**Work to be completed**
Locate every line below that contains the string "above", treating uppercase and lowercase as different, and copy each of those lines.

**Data to use**
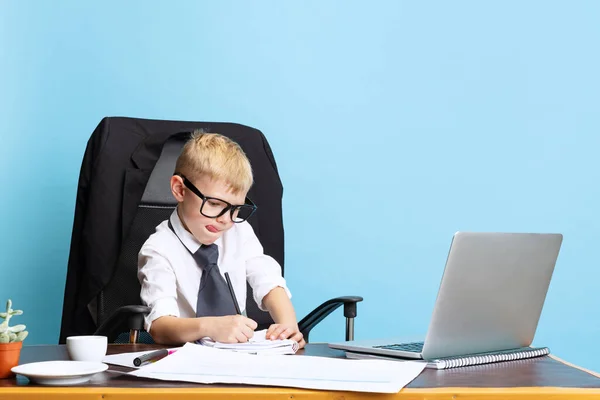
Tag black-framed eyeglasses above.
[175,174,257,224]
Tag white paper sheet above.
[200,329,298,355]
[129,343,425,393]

--

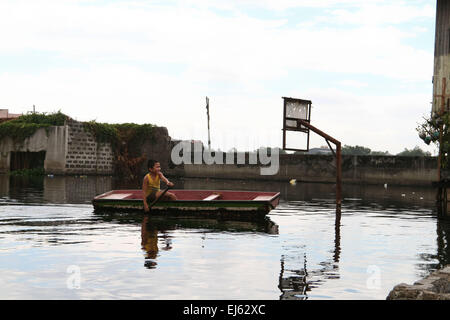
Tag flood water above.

**Solution to this task**
Tag black-framed eyeglasses above.
Tag white paper sheet above.
Tag flood water above.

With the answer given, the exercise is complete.